> **DATA SUPPLIED**:

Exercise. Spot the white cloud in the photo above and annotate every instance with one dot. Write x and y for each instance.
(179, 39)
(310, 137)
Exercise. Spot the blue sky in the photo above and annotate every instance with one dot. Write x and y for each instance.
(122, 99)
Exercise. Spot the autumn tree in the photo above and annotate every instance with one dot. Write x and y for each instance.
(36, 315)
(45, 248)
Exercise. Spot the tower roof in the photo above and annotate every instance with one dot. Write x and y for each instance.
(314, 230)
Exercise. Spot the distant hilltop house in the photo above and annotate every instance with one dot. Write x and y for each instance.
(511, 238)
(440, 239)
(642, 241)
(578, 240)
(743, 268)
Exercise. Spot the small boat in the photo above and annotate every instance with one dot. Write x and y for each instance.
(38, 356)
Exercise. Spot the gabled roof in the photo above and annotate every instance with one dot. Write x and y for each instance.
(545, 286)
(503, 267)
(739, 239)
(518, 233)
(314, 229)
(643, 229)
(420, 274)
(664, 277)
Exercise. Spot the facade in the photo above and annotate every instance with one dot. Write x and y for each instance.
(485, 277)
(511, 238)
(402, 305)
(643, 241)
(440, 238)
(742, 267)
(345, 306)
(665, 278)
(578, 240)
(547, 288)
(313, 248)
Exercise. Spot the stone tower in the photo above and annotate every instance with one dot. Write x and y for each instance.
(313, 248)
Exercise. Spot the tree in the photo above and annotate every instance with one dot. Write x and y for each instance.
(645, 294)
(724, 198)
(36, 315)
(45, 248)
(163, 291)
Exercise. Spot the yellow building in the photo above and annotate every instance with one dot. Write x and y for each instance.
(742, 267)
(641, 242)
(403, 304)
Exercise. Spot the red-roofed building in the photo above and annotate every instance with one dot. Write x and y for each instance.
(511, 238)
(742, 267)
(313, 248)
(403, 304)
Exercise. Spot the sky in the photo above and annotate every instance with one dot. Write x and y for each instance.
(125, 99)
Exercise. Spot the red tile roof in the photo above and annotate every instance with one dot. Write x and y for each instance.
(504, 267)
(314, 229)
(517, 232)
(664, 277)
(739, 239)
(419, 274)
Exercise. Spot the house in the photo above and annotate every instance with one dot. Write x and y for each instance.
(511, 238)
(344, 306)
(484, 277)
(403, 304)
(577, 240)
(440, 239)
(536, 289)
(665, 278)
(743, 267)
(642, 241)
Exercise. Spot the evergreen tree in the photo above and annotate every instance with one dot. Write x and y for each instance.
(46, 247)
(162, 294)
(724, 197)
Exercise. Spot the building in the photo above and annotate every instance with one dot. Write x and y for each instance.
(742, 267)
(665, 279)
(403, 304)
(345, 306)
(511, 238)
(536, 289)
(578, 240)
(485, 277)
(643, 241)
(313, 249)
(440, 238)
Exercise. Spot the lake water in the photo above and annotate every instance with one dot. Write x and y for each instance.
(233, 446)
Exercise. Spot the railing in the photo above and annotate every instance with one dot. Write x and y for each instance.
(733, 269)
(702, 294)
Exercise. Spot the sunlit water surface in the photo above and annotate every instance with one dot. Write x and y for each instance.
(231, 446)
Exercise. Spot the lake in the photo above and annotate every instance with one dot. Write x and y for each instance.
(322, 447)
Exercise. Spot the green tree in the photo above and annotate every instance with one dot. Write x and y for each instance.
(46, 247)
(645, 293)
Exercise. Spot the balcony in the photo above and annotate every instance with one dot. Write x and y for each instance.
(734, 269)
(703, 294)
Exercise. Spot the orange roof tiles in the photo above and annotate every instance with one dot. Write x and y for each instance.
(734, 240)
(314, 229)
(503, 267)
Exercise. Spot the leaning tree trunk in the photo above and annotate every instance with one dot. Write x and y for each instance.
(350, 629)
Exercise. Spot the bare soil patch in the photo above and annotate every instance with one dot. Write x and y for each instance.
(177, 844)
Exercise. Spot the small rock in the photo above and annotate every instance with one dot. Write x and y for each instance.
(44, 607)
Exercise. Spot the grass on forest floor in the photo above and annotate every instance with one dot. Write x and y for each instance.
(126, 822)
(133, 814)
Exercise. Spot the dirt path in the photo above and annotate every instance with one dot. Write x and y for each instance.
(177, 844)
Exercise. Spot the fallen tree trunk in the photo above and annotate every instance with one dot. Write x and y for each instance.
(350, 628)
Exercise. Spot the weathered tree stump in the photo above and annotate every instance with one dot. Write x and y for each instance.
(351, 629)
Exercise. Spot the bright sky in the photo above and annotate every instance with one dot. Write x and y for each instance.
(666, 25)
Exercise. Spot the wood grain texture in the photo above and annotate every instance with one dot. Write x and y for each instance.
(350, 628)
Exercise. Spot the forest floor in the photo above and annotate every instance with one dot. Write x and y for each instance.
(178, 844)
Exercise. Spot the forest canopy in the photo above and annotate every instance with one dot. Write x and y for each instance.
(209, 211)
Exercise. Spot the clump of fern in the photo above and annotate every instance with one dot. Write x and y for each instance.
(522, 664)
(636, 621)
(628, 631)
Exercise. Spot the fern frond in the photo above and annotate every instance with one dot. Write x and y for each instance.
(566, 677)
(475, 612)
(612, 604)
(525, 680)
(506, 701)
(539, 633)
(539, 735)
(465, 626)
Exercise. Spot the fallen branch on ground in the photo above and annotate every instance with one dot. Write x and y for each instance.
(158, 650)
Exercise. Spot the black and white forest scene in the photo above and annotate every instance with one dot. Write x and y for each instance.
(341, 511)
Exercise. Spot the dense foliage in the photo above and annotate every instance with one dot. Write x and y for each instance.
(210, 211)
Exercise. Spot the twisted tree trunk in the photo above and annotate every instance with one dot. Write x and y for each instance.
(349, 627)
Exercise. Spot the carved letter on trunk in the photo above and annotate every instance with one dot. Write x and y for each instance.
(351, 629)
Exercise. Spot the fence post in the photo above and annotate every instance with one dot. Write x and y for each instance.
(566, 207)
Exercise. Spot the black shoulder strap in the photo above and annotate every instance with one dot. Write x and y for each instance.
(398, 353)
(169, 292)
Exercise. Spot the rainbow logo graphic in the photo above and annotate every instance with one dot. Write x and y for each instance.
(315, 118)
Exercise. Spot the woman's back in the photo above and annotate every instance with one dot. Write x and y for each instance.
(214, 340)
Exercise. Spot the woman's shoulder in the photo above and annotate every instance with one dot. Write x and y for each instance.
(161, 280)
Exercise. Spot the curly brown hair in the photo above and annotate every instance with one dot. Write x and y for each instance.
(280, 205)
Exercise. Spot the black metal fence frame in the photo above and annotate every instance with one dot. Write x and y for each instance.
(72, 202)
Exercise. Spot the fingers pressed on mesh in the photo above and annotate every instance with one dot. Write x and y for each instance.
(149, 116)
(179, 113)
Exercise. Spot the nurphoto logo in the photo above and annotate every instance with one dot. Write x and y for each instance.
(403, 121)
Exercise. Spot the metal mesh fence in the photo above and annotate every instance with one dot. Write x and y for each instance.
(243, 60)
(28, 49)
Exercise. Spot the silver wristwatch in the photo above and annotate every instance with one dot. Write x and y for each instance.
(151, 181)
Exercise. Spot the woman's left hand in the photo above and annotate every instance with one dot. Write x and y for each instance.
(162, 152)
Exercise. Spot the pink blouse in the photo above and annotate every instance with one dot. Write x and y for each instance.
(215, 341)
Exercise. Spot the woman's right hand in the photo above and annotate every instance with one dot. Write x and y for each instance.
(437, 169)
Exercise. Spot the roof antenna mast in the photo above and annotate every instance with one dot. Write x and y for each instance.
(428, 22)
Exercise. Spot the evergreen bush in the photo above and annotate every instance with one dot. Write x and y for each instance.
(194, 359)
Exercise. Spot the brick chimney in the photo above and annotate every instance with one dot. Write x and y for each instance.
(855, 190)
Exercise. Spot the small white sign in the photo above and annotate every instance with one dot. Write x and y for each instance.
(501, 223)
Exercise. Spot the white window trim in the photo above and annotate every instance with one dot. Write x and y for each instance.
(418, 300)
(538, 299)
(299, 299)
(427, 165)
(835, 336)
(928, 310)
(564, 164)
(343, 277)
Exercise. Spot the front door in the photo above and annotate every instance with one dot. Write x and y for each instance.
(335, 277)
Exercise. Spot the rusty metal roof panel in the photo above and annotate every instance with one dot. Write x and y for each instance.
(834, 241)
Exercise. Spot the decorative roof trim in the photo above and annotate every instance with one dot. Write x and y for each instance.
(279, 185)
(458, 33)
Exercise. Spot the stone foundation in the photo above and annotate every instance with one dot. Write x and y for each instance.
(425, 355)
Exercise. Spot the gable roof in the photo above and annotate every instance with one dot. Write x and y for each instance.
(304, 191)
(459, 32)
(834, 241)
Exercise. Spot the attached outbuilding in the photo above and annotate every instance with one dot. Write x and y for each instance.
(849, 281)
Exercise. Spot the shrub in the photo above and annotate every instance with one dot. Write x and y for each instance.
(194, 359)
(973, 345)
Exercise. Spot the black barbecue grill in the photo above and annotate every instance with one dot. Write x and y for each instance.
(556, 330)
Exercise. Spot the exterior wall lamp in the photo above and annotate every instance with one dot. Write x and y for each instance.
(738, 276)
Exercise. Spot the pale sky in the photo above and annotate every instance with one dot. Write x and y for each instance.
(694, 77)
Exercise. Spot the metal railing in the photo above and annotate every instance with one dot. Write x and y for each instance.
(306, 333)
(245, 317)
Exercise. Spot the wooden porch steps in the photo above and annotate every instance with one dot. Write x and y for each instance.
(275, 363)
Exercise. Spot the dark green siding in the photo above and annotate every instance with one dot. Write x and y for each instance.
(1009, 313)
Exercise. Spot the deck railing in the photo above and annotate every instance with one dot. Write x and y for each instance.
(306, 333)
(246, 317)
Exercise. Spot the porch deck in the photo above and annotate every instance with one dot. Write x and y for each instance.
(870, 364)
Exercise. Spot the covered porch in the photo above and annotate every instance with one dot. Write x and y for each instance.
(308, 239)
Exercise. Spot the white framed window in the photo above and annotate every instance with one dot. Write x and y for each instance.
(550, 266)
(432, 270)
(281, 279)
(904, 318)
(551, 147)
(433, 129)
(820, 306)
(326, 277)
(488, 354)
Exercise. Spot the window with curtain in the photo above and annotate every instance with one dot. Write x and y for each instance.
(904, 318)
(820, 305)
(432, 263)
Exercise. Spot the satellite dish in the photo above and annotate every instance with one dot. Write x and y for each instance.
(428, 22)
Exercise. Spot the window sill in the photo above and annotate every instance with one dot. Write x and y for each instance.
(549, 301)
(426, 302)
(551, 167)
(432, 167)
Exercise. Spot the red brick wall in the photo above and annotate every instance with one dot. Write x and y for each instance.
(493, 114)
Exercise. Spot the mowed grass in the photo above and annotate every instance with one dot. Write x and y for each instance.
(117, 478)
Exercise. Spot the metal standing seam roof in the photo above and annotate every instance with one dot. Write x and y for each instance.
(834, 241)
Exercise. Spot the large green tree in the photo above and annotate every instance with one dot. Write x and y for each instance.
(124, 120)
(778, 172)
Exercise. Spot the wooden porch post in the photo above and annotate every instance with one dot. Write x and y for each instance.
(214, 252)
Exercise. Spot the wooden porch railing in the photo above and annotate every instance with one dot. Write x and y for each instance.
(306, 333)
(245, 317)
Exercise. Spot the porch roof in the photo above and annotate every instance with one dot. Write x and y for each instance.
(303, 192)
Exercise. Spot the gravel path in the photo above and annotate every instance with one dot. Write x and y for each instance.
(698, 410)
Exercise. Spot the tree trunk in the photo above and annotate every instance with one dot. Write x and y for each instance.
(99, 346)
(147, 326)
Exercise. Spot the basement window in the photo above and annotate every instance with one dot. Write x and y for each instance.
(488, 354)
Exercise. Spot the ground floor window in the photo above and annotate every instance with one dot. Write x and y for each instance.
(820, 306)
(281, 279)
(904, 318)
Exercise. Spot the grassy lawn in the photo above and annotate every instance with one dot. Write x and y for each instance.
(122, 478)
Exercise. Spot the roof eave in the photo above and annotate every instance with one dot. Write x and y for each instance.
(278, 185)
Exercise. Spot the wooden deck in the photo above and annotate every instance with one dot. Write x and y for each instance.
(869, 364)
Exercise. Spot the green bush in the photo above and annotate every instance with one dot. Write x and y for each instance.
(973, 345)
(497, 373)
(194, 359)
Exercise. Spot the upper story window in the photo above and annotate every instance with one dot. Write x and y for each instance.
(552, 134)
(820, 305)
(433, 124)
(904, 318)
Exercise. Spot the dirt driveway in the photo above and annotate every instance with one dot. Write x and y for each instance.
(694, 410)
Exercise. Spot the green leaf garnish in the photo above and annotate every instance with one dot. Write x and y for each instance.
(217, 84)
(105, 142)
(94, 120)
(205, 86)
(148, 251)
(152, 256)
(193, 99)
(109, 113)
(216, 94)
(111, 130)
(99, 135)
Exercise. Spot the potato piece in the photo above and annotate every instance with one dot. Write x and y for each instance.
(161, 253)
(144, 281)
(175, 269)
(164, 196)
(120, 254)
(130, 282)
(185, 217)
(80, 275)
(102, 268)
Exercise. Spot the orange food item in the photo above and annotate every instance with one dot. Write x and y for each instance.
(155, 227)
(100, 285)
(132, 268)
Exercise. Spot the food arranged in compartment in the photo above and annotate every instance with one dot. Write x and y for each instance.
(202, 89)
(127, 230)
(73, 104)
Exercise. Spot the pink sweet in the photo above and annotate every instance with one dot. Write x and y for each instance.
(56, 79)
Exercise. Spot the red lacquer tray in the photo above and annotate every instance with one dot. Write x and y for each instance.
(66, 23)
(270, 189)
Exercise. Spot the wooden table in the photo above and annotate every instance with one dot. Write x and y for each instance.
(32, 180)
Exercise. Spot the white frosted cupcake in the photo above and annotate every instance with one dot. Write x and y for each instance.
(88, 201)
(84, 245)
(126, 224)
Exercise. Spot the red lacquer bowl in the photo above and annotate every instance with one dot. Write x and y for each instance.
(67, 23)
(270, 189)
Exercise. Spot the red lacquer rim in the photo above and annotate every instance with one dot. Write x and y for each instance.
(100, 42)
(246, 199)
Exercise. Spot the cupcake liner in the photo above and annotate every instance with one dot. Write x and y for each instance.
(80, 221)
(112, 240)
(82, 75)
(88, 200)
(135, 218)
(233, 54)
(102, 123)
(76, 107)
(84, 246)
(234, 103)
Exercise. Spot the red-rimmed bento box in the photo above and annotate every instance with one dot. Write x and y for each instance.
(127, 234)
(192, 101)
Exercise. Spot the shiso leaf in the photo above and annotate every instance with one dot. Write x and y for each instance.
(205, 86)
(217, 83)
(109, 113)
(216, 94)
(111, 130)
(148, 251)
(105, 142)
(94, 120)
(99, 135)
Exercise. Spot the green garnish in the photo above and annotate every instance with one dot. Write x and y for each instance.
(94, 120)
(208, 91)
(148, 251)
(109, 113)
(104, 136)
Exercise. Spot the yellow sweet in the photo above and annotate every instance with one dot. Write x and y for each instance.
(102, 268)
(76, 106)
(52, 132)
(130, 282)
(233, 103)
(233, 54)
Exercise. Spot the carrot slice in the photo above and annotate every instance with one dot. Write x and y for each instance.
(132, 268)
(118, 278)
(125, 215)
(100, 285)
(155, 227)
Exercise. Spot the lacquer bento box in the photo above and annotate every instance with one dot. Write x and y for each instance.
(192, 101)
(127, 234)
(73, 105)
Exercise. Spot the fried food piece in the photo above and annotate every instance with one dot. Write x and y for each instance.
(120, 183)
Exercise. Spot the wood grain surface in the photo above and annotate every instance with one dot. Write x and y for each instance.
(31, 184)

> **STATED TASK**: Return exactly the lines from the one containing "Exercise. Spot the carrot" to the last line of the data, and nothing more.

> **ANSWER BELOW**:
Exercise. Spot the carrot slice in the photo above and annotate every instance with one dot. Write x and y for each instance.
(132, 268)
(118, 278)
(125, 215)
(100, 285)
(155, 227)
Exercise. Spot the lacquer bento box in the photo above and annotate every instance with one dot. Write x and y for each instance.
(192, 101)
(127, 234)
(73, 105)
Exercise. Spot the fried food piece in the photo above and annotate every instance with one dot. Write x and y for each instance.
(120, 183)
Exercise. Spot the wood grain surface in the photo above and annotate every instance with one dot. Write x and y for each instance.
(31, 184)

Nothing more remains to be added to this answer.